### Directions for this task
Would it be possible to write out each entry below exactly, without the pictures?

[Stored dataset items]

================

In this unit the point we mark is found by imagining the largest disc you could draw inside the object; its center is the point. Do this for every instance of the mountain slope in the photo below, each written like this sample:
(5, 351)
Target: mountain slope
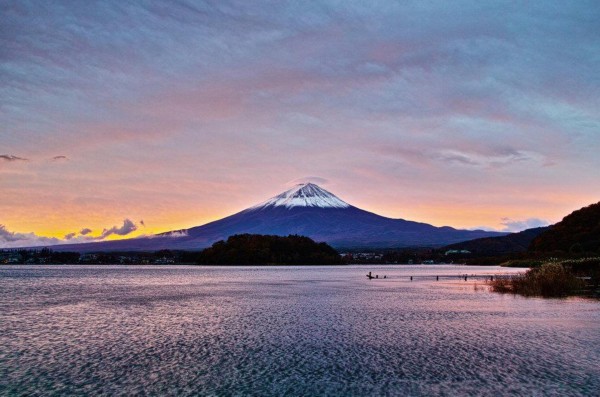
(306, 210)
(578, 231)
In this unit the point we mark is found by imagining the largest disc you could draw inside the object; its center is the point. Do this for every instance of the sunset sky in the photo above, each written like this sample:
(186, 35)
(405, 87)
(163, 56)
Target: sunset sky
(119, 119)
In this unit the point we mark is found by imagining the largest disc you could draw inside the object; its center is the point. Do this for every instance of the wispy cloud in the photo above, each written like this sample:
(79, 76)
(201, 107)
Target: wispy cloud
(10, 157)
(128, 227)
(9, 239)
(467, 99)
(511, 225)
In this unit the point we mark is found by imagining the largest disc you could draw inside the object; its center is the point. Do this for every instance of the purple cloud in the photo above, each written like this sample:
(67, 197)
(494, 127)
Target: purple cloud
(511, 225)
(10, 157)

================

### Solution for this task
In this unit the point we mark is found by imagining the largest disc you could draw inside the object; its center is the point. Do this for every instance of the mountain slope in the photo below, each written like this sample:
(5, 351)
Target: mountain slope
(306, 210)
(578, 231)
In this unit the point we mark is found by imagining the largest disc you could draw inside the object; its center is the point. Do this for every instance of the sunset sky in the photo above, each written like this sample:
(186, 35)
(405, 87)
(163, 56)
Target: sunset sky
(119, 119)
In this unit the point we mark is found by imagining the largest disc you could draw inside the object; its center is the point. Do this for every instance of the wispy cloud in the photo above, each written like this sample:
(79, 76)
(201, 107)
Target: wispy cloud
(10, 157)
(128, 227)
(9, 239)
(467, 99)
(511, 225)
In this unit the point we mark is found by imagining the largest disc you could draw inside the object; its center is the point. Do this for every instance of the purple cloud in the photo above, each written like this sample:
(67, 197)
(494, 127)
Target: purple cloud
(511, 225)
(10, 157)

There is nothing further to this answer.